▶ _SUPPLIED DATA_
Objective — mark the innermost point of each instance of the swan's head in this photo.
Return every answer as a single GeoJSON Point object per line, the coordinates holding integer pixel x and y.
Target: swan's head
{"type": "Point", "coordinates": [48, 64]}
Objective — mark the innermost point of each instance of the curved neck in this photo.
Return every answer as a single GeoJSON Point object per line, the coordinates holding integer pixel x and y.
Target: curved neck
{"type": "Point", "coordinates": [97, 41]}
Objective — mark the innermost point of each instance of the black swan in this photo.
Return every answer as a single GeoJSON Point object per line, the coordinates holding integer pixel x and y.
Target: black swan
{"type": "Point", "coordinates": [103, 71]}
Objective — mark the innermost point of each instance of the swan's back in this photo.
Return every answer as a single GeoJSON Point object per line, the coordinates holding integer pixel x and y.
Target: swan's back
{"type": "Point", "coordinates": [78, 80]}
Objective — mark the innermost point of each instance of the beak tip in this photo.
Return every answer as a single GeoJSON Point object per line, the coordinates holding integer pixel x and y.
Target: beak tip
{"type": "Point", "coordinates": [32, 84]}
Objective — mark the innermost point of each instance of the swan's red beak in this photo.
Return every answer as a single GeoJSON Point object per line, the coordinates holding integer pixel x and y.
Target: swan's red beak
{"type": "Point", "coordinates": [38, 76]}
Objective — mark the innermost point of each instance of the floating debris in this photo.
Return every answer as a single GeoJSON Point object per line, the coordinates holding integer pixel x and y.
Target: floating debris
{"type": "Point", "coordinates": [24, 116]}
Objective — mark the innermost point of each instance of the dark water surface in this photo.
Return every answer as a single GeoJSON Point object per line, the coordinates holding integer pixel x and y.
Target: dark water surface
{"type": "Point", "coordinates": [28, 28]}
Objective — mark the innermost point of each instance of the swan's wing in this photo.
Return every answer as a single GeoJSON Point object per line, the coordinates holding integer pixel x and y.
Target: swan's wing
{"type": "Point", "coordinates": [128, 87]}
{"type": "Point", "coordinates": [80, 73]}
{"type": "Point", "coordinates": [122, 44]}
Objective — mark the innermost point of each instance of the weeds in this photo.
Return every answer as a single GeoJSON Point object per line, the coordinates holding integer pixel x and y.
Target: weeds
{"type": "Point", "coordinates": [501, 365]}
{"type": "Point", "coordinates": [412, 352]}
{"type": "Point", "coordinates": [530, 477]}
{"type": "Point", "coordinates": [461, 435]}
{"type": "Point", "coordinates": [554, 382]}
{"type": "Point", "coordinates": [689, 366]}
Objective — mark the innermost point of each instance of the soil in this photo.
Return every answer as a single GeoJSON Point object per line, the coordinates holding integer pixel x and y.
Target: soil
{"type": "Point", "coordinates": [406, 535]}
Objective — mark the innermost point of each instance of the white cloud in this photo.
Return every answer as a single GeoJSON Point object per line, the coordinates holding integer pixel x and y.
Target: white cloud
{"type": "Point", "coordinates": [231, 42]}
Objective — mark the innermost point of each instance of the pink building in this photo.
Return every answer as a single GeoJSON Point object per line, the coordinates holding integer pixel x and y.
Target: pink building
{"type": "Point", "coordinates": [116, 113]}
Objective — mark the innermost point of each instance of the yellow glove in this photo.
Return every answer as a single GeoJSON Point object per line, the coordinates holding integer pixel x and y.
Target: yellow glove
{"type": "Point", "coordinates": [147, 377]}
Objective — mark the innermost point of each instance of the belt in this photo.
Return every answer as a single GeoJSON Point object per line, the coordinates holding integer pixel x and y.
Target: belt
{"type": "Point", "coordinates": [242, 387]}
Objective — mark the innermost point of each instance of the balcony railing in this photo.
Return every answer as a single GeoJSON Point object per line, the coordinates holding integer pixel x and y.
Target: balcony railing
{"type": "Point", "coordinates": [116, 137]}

▶ _WORK TASK_
With the first line of the material as the start and the line containing "neck in this photo." as the end, repeat that span exactly and add nothing.

▶ _COMPLETED TASK_
Objective — mark the innermost point of each instance of the swan's head in this photo.
Return every answer as a single GeoJSON Point object per line, the coordinates holding integer pixel x and y.
Target: swan's head
{"type": "Point", "coordinates": [48, 64]}
Objective — mark the innermost point of each instance of the curved neck in this photo.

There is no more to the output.